Задание 1 →
Выпишите каждую строку записей, где встречается слово «foreground», учитывая регистр букв.

Предложенный текст →
======

Влияние идеологии на развитие политической экономии в СССР в 1920-1930-е гг.

Широкорад Л.Д.

С.-Петербургский государственныйуниверситет,

кафедра экономической теории

С.-Петербург

Влияние идеологии на развитие политической экономии в СССР в 1920-1930-е гг.

Как известно, государство на протяжении всего исторического пути России, за редким исключением, оказывало определяющее воздействие на судьбы страны. Оно не находилось под контролем слишком слабого гражданского общества и потому часто действовало прежде всего в интересах самосохранения, защищая интересы властных структур и тех социальных слоев, которые по своему объективному положению в обществе могли рассматриваться как их наиболее надежная опора. Именно в этом состоит одно из ключевых отличий России от большинства европейских стран.

Эта особенность, будучи исторически обусловленной, во многих случаях оказывала негативное воздействие на развитие общественных наук, в том числе и политической экономии. Это проявилось уже на начальной стадии развития университетской политэкономии в России. Например, после рассмотрения «университетского дела» в 1821 г. и последовавшего разгрома С.-Петербургского университета преподавание политэкономии перешло из рук европейски образованного М.А.Балугьянского и его ученика М.Г.Плисова к литераторам Н.И.Бутырскому и – позднее – А.Н.Никитенко. Давление государства сохранилось и в начале XX в.,хотя и проявлялось в более изощренной форме. Так, один из крупнейших русских экономистов того времени М.И.Туган-Барановский, на учебнике которого училась вся Россия и который был хорошо известен в Европе, в 1911 г. вынужден был покинуть С.-Петербургский университет, так как не был утвержден профессором по кафедре политэкономии и статистики.

======

Представленные данные →
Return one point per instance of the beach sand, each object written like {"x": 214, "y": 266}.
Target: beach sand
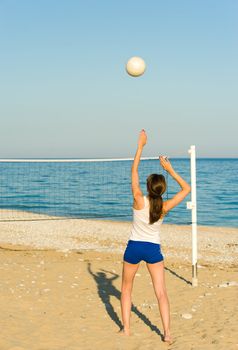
{"x": 60, "y": 287}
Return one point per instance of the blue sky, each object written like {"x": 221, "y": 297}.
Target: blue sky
{"x": 65, "y": 93}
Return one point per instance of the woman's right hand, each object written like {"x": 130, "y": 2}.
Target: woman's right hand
{"x": 165, "y": 163}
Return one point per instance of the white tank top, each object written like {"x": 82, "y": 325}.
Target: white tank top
{"x": 141, "y": 229}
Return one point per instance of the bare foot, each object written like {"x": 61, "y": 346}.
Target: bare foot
{"x": 124, "y": 331}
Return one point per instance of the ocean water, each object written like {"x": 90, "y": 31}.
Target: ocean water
{"x": 103, "y": 189}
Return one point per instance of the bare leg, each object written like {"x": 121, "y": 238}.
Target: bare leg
{"x": 158, "y": 278}
{"x": 128, "y": 274}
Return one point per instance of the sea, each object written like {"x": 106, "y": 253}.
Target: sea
{"x": 102, "y": 189}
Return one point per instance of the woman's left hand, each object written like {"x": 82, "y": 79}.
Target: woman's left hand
{"x": 142, "y": 138}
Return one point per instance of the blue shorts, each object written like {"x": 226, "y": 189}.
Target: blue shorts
{"x": 140, "y": 250}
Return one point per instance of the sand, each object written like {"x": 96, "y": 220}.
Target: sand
{"x": 60, "y": 287}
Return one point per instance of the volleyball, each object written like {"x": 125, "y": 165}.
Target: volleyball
{"x": 135, "y": 66}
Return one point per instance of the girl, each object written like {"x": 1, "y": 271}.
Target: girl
{"x": 144, "y": 240}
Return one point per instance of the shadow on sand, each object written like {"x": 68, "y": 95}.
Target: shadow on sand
{"x": 106, "y": 290}
{"x": 180, "y": 277}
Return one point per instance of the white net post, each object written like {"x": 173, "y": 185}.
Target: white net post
{"x": 193, "y": 206}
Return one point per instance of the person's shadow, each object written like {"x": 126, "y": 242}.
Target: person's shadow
{"x": 106, "y": 290}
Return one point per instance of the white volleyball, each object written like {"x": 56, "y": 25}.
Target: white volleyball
{"x": 135, "y": 66}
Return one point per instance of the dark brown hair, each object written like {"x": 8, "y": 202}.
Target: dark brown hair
{"x": 156, "y": 186}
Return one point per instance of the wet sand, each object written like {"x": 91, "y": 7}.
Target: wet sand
{"x": 60, "y": 288}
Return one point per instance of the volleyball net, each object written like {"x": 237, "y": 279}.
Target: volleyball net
{"x": 38, "y": 189}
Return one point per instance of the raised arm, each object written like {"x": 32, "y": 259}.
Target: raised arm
{"x": 135, "y": 182}
{"x": 185, "y": 187}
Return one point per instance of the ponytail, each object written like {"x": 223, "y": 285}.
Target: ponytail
{"x": 156, "y": 186}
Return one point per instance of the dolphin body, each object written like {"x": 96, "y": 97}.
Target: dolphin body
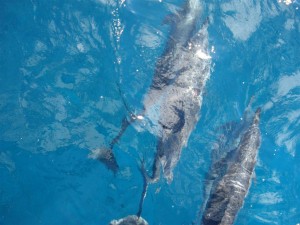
{"x": 174, "y": 100}
{"x": 232, "y": 185}
{"x": 129, "y": 220}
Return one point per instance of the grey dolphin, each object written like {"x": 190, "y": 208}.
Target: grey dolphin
{"x": 229, "y": 190}
{"x": 129, "y": 220}
{"x": 174, "y": 100}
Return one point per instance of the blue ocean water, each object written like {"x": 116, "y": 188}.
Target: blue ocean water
{"x": 68, "y": 67}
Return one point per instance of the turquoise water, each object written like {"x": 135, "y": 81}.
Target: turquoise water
{"x": 67, "y": 66}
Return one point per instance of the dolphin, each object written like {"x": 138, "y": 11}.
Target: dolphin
{"x": 129, "y": 220}
{"x": 172, "y": 104}
{"x": 234, "y": 179}
{"x": 174, "y": 100}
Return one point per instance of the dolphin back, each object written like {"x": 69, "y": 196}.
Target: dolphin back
{"x": 230, "y": 189}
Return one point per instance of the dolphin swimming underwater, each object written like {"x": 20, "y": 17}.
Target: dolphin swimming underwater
{"x": 129, "y": 220}
{"x": 230, "y": 188}
{"x": 174, "y": 99}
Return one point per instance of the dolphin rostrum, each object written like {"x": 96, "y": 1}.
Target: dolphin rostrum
{"x": 229, "y": 190}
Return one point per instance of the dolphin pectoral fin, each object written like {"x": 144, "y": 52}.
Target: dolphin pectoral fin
{"x": 145, "y": 187}
{"x": 107, "y": 157}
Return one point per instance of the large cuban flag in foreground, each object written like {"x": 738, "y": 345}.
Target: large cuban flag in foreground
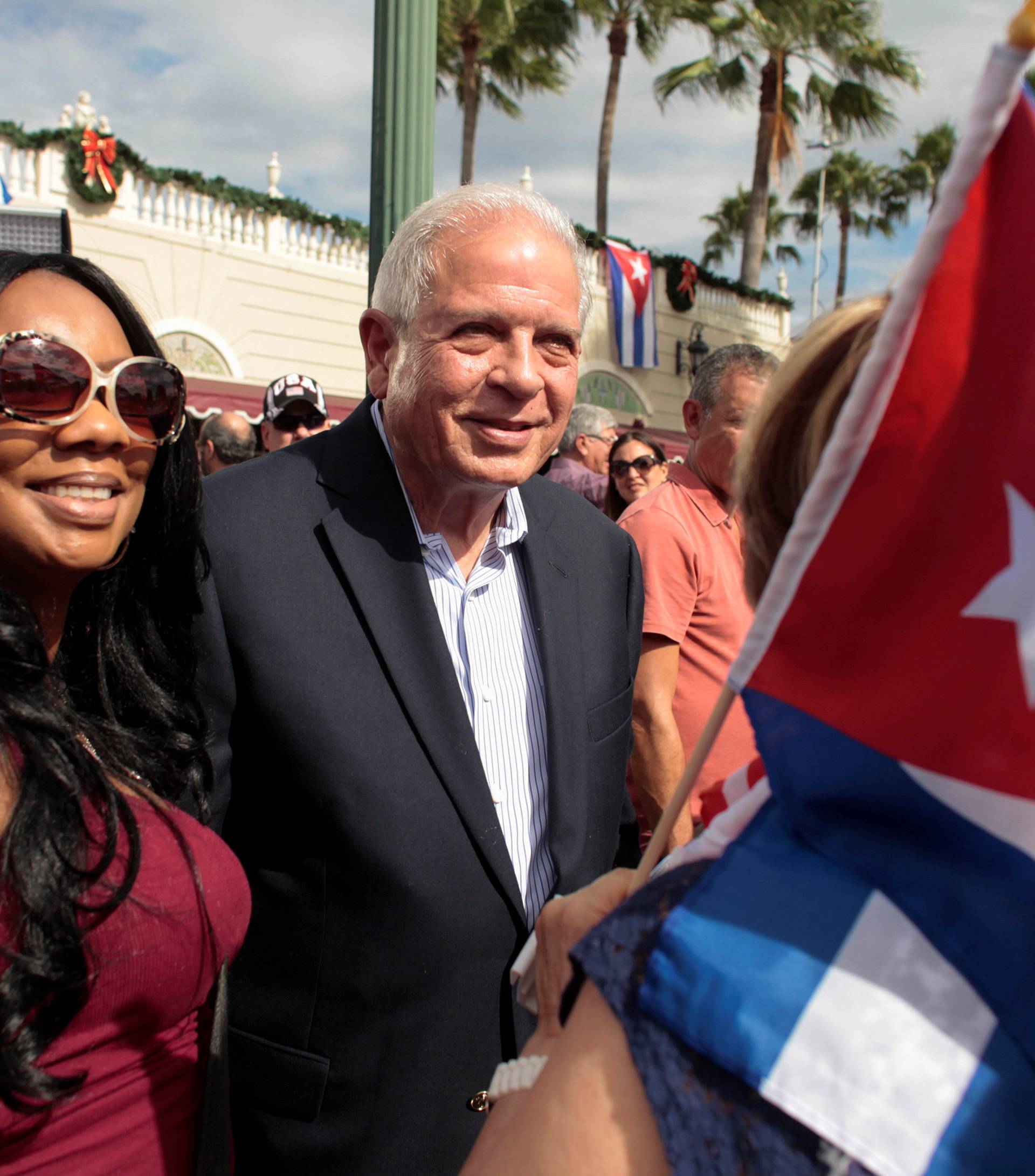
{"x": 894, "y": 648}
{"x": 632, "y": 295}
{"x": 864, "y": 953}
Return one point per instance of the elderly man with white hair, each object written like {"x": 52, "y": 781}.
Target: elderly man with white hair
{"x": 418, "y": 661}
{"x": 584, "y": 452}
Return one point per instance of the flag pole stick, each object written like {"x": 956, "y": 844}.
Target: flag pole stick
{"x": 1021, "y": 33}
{"x": 663, "y": 831}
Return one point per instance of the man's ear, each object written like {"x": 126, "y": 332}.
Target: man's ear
{"x": 379, "y": 338}
{"x": 693, "y": 419}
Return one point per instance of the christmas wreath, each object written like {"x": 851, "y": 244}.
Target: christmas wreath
{"x": 93, "y": 167}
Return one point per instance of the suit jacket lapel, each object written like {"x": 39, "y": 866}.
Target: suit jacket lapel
{"x": 554, "y": 597}
{"x": 372, "y": 537}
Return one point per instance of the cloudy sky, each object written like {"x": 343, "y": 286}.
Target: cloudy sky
{"x": 216, "y": 85}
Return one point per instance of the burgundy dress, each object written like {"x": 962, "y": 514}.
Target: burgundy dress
{"x": 137, "y": 1039}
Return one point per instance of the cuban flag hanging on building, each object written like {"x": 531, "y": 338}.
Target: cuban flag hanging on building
{"x": 632, "y": 298}
{"x": 889, "y": 673}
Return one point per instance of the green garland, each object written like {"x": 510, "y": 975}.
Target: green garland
{"x": 673, "y": 266}
{"x": 220, "y": 189}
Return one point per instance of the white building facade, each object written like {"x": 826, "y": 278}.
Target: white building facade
{"x": 239, "y": 296}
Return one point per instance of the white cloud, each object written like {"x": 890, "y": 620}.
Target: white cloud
{"x": 216, "y": 86}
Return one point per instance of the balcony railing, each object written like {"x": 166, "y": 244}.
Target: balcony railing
{"x": 39, "y": 175}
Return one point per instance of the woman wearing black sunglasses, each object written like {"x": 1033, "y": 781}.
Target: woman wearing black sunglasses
{"x": 117, "y": 909}
{"x": 637, "y": 466}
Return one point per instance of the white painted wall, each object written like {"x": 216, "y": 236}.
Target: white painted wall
{"x": 273, "y": 296}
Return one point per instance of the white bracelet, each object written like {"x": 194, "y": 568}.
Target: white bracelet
{"x": 516, "y": 1075}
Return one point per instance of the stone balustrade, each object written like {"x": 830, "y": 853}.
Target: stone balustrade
{"x": 39, "y": 175}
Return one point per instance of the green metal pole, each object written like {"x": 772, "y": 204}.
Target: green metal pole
{"x": 403, "y": 141}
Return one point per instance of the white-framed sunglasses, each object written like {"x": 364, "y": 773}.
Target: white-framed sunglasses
{"x": 45, "y": 382}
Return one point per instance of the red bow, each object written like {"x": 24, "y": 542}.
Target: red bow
{"x": 99, "y": 154}
{"x": 688, "y": 281}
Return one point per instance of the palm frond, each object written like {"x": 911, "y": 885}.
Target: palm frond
{"x": 707, "y": 78}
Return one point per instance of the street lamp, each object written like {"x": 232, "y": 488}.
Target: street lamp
{"x": 695, "y": 348}
{"x": 825, "y": 145}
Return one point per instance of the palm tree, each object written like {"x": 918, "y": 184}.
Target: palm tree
{"x": 496, "y": 50}
{"x": 729, "y": 219}
{"x": 923, "y": 167}
{"x": 753, "y": 45}
{"x": 860, "y": 192}
{"x": 652, "y": 22}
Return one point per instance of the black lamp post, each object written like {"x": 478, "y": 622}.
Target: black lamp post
{"x": 695, "y": 348}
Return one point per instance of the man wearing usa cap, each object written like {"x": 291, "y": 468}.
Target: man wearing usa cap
{"x": 294, "y": 409}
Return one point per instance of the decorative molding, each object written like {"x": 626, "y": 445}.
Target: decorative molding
{"x": 607, "y": 369}
{"x": 167, "y": 327}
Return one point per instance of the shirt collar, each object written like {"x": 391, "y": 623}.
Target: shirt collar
{"x": 702, "y": 498}
{"x": 510, "y": 525}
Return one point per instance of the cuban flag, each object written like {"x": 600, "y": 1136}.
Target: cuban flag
{"x": 862, "y": 951}
{"x": 632, "y": 294}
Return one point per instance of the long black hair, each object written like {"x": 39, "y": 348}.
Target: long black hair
{"x": 613, "y": 502}
{"x": 121, "y": 683}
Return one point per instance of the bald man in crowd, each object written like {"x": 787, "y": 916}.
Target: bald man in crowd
{"x": 226, "y": 439}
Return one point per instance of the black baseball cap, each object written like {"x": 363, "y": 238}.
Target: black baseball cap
{"x": 287, "y": 391}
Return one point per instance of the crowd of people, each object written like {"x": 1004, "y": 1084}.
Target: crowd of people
{"x": 293, "y": 763}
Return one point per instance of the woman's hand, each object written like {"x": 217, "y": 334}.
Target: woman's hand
{"x": 561, "y": 923}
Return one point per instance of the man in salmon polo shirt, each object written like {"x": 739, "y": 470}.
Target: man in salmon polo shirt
{"x": 695, "y": 613}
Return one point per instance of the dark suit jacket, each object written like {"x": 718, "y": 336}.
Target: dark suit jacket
{"x": 372, "y": 1000}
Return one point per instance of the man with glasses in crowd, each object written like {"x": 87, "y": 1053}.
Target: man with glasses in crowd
{"x": 581, "y": 460}
{"x": 294, "y": 409}
{"x": 695, "y": 613}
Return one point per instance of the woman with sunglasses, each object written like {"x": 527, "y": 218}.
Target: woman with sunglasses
{"x": 118, "y": 910}
{"x": 637, "y": 466}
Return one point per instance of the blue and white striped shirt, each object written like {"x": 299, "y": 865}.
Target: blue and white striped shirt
{"x": 487, "y": 624}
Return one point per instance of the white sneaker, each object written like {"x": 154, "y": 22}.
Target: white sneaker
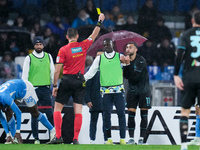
{"x": 195, "y": 141}
{"x": 52, "y": 133}
{"x": 184, "y": 146}
{"x": 92, "y": 142}
{"x": 36, "y": 142}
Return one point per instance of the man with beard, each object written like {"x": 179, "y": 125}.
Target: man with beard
{"x": 138, "y": 91}
{"x": 112, "y": 88}
{"x": 39, "y": 70}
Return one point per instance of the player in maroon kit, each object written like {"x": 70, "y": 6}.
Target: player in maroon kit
{"x": 72, "y": 57}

======

Задание 2 →
Скопируйте без изменений отрывок из текста о политической экономии в СССР, начиная со слов «кафедра экономической теории» и заканчивая словами «большинства европейских стран.» включительно.

Результат 1 →
Return one point per instance of the large cuban flag in foreground, each object written like {"x": 738, "y": 345}.
Target: large cuban flag in foreground

Результат 2 →
кафедра экономической теории

С.-Петербург

Влияние идеологии на развитие политической экономии в СССР в 1920-1930-е гг.

Как известно, государство на протяжении всего исторического пути России, за редким исключением, оказывало определяющее воздействие на судьбы страны. Оно не находилось под контролем слишком слабого гражданского общества и потому часто действовало прежде всего в интересах самосохранения, защищая интересы властных структур и тех социальных слоев, которые по своему объективному положению в обществе могли рассматриваться как их наиболее надежная опора. Именно в этом состоит одно из ключевых отличий России от большинства европейских стран.